## Task instructions:
Find the line that contains "of the ocean"; then retype it and each line after it, exactly, through the final line of the data below.

## Input for this task:
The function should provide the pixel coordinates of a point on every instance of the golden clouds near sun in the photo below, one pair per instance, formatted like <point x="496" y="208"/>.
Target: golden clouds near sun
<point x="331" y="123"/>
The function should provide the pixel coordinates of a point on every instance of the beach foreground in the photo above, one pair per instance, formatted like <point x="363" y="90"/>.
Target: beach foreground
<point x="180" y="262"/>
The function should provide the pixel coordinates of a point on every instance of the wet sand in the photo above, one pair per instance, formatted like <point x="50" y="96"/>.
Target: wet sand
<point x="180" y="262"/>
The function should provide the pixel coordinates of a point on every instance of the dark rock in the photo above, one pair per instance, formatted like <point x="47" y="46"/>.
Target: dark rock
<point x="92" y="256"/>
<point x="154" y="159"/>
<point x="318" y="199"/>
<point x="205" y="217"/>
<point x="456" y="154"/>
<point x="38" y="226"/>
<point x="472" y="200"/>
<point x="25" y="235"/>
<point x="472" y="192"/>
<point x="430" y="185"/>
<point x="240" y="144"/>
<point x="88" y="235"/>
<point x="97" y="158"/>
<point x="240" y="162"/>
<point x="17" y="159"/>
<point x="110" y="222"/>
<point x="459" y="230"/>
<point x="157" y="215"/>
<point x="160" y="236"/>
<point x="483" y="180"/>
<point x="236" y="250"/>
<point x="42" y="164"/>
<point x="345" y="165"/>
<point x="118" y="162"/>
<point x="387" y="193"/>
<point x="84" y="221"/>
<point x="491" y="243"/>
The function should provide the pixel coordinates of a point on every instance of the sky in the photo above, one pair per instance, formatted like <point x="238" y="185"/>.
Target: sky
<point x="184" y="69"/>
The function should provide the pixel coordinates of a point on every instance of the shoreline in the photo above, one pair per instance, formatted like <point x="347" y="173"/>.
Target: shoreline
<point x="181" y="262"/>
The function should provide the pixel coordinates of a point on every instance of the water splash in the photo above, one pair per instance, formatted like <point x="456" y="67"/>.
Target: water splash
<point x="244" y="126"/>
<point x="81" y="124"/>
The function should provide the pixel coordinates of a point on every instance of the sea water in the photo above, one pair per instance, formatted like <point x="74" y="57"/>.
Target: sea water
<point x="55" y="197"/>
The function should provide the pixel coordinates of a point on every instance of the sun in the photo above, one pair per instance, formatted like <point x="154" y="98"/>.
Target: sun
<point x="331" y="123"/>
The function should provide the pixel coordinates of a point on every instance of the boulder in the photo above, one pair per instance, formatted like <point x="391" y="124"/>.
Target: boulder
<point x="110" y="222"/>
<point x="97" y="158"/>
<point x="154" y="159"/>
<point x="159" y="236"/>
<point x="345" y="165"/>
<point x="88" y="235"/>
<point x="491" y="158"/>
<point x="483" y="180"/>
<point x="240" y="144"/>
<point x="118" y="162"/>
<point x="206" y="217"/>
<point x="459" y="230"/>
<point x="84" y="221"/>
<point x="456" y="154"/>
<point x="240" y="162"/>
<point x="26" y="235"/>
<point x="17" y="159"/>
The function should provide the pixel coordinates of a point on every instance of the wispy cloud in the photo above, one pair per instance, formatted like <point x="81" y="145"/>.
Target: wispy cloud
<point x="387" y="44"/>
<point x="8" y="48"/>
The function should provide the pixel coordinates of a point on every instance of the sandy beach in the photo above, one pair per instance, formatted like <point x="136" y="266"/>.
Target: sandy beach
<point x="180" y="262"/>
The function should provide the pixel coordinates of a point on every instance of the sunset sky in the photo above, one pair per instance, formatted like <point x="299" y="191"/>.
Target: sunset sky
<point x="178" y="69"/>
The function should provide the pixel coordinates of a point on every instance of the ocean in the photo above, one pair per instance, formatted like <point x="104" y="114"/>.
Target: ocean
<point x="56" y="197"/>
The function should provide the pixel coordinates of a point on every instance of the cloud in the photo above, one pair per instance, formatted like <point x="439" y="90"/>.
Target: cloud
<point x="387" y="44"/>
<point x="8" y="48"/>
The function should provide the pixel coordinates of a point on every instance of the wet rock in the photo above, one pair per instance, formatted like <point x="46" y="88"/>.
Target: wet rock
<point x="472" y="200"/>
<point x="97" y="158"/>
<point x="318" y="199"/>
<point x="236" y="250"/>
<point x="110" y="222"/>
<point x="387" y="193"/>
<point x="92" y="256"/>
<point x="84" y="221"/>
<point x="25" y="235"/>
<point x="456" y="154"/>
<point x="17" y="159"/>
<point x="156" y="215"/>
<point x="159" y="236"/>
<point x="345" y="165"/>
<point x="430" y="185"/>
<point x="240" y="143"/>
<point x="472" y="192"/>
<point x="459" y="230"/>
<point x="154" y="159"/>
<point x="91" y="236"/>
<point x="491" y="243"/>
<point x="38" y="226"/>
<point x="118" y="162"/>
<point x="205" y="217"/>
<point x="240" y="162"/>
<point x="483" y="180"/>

## Task answer:
The function should provide the pixel coordinates of a point on every instance of the ocean in the photo above, one pair per instance, formatted like <point x="104" y="114"/>.
Target: ocean
<point x="56" y="197"/>
The function should provide the pixel coordinates of a point on every instance of the cloud in the photo above, one pair per instance, formatted like <point x="439" y="90"/>.
Target: cloud
<point x="387" y="44"/>
<point x="8" y="48"/>
The function should provide the pixel coordinates of a point on every instance of the wet rock in the photo above, one pair per instance, formatted like <point x="46" y="88"/>.
Target: wet rock
<point x="472" y="200"/>
<point x="97" y="158"/>
<point x="318" y="199"/>
<point x="236" y="250"/>
<point x="110" y="222"/>
<point x="387" y="193"/>
<point x="92" y="256"/>
<point x="84" y="221"/>
<point x="25" y="235"/>
<point x="456" y="154"/>
<point x="17" y="159"/>
<point x="156" y="215"/>
<point x="159" y="236"/>
<point x="345" y="165"/>
<point x="430" y="185"/>
<point x="240" y="143"/>
<point x="472" y="192"/>
<point x="459" y="230"/>
<point x="154" y="159"/>
<point x="91" y="236"/>
<point x="491" y="243"/>
<point x="38" y="226"/>
<point x="118" y="162"/>
<point x="205" y="217"/>
<point x="240" y="162"/>
<point x="483" y="180"/>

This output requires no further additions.